[Location identification items]
--- START ---
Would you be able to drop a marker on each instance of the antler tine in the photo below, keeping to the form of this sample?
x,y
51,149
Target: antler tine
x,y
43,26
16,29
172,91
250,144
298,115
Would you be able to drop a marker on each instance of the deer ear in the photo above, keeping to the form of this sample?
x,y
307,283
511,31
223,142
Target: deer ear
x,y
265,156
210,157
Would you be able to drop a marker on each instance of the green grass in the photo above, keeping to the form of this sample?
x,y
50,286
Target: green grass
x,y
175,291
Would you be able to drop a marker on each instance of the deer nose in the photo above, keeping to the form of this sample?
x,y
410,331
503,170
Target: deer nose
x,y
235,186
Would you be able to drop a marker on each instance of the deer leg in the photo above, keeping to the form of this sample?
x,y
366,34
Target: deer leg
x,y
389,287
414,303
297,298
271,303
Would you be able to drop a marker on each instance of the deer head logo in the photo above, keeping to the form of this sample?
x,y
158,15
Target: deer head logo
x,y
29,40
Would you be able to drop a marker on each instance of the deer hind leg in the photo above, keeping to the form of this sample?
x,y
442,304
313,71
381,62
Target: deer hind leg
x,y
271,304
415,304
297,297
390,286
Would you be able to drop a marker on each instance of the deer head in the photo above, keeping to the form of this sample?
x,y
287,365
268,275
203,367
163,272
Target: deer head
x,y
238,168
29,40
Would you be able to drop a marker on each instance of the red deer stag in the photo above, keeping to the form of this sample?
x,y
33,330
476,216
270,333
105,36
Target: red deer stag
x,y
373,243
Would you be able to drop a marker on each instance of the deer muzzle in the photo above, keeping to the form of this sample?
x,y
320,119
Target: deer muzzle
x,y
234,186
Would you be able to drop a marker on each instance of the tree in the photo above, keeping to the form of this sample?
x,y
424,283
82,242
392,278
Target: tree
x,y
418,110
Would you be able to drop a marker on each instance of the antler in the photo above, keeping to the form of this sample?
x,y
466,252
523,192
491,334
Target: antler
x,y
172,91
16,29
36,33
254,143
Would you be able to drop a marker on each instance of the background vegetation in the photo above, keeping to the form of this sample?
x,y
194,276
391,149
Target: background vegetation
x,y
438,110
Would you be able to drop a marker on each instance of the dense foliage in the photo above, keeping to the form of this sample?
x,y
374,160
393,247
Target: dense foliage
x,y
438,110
--- END ---
**GOAL:** Copy the whole listing above line for line, keeping every character unchanged.

**WRITTEN ANSWER:**
Would you be able to drop a marker on each instance of the antler tine in the photo below, keeping to the form of this sample?
x,y
51,149
Target: antler tine
x,y
43,26
16,29
172,91
250,144
298,115
Would you be able to drop a marker on each instance of the deer ear in the photo above, keeping to the form of this sample?
x,y
307,283
511,31
223,142
Target: deer ear
x,y
265,156
210,157
Would you be able to drop a marker on each instance of the green grass in the photo above, keeping to the form of this sample?
x,y
50,286
Target: green grass
x,y
175,291
Would you be able to drop a marker on each instance of the deer nose in the photo above, keeping to the form of this sample?
x,y
410,331
503,170
Target: deer nose
x,y
235,186
Would you be able to drop a marker on each instance of the deer leg in the photo above, keeping to the form of this sample?
x,y
366,34
Target: deer leg
x,y
389,287
414,303
297,298
271,303
Would you be able to drop a marker on each instance of the deer head logo in the photo above, keeping to the form of this sample?
x,y
158,15
Target: deer head logo
x,y
29,40
Would you be able to drop a marker on each instance of the deer hind leg in the photo above, keeping to the form of this sample?
x,y
442,304
313,71
381,62
Target: deer hind leg
x,y
271,304
415,304
297,297
390,286
Would you be able to drop a marker on each instance of the deer head in the photo above, keeping to the form of this sample?
x,y
287,365
268,275
203,367
163,272
Target: deer head
x,y
238,168
29,40
Would you be able to drop a marker on each instance of the red deer stag in the photo above, keeping to the form of this sample?
x,y
33,330
476,216
270,333
105,36
Target: red deer stag
x,y
373,243
Would you be able to drop a marker on each instance of the deer muzzle in the photo above, keeping to the form of this sample?
x,y
320,119
Target: deer muzzle
x,y
234,186
Would you be able to drop a marker on each instance of the tree in the photo above, keeping to the form of this sample?
x,y
424,283
82,242
392,278
Target: tree
x,y
418,110
Would you be able to drop a marker on each instance of the antler in the photo above, keeping to the form of this sample?
x,y
466,252
523,192
491,334
Target: antler
x,y
172,91
16,29
36,33
254,143
Would you be able to drop a marker on each instance of the background vegetation in the photo above, keeping to the form of this sample?
x,y
194,276
391,149
Target: background vegetation
x,y
438,110
Would you be able to drop a marker on each instance of the dense foliage in the photo above, keeping to the form of this sample?
x,y
374,160
393,247
Target: dense foliage
x,y
438,110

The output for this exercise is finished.